→ **Problem**
Find and copy every line in the records that includes the string "target".

→ **The data**
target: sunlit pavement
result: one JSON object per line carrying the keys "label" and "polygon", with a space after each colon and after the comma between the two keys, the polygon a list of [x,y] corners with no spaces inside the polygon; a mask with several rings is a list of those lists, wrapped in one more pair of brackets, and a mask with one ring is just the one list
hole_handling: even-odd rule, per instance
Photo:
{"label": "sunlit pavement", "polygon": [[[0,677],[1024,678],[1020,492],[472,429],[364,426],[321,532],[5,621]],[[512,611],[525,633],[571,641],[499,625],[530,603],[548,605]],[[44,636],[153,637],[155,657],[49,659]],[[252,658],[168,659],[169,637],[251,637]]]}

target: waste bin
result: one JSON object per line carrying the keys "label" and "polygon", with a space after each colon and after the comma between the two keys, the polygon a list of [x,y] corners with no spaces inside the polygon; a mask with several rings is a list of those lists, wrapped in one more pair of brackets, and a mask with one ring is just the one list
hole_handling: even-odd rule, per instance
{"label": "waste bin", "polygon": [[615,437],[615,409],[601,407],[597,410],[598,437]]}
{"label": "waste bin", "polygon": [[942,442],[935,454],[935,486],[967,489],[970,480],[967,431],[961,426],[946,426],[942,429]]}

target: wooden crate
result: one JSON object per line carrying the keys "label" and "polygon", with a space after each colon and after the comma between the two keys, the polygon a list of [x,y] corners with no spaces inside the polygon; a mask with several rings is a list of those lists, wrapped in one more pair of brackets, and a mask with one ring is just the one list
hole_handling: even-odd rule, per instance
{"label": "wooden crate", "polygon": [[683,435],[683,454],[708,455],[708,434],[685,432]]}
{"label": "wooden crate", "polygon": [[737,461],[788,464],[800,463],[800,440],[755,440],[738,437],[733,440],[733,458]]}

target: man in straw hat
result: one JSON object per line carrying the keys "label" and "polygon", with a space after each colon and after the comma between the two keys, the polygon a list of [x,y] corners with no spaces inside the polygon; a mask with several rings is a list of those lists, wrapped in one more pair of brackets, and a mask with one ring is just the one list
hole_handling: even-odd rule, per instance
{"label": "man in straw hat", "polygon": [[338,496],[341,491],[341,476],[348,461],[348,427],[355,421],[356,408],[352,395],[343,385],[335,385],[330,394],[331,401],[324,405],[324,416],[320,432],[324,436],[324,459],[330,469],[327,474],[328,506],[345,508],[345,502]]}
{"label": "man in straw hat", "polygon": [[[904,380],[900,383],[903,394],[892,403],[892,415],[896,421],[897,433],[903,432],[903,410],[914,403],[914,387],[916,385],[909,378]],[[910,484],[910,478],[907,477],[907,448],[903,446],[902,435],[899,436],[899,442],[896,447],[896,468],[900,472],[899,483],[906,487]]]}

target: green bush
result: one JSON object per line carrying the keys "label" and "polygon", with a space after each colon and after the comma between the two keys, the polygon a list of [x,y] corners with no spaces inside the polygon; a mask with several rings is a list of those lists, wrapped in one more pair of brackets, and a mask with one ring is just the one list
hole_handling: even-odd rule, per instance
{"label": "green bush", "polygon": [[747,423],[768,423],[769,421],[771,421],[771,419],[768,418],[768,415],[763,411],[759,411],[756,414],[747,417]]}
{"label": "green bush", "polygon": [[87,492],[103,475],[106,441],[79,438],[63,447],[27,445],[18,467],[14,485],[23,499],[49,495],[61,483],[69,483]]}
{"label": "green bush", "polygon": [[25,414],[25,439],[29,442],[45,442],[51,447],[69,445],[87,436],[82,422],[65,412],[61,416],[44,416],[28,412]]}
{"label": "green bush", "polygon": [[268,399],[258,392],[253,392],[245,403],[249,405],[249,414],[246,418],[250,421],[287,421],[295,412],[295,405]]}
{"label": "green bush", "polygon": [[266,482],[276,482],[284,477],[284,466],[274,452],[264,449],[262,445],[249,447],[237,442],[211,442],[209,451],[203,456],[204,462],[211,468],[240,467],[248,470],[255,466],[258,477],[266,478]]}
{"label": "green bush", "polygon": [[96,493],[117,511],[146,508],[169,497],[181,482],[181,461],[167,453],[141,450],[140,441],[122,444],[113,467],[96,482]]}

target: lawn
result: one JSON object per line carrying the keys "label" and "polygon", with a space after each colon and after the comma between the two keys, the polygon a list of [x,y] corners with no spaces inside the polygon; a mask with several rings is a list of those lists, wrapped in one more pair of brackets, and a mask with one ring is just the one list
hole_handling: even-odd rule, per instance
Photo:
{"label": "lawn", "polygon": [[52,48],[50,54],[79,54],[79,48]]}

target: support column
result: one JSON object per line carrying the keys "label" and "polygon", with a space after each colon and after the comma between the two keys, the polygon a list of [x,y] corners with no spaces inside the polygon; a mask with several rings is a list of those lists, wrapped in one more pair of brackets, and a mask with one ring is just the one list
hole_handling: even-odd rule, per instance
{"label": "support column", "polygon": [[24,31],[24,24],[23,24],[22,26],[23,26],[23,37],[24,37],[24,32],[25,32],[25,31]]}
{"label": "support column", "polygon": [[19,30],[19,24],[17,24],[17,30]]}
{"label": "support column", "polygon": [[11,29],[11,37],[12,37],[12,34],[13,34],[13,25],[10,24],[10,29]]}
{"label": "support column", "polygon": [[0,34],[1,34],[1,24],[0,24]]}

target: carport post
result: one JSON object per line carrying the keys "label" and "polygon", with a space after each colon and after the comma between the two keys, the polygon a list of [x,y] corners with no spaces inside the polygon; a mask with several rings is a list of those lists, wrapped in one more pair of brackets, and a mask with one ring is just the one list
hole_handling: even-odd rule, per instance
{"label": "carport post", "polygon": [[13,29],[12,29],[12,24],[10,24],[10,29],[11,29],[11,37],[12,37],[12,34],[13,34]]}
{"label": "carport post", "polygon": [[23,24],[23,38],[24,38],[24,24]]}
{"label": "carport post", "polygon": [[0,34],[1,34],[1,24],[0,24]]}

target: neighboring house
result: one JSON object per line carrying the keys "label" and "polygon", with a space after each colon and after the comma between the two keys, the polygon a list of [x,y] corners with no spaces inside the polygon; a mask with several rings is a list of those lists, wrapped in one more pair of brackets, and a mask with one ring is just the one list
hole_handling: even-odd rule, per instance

→ **Task solution**
target: sunlit pavement
target: waste bin
target: wooden crate
target: man in straw hat
target: green bush
target: lawn
target: support column
target: carport post
target: neighboring house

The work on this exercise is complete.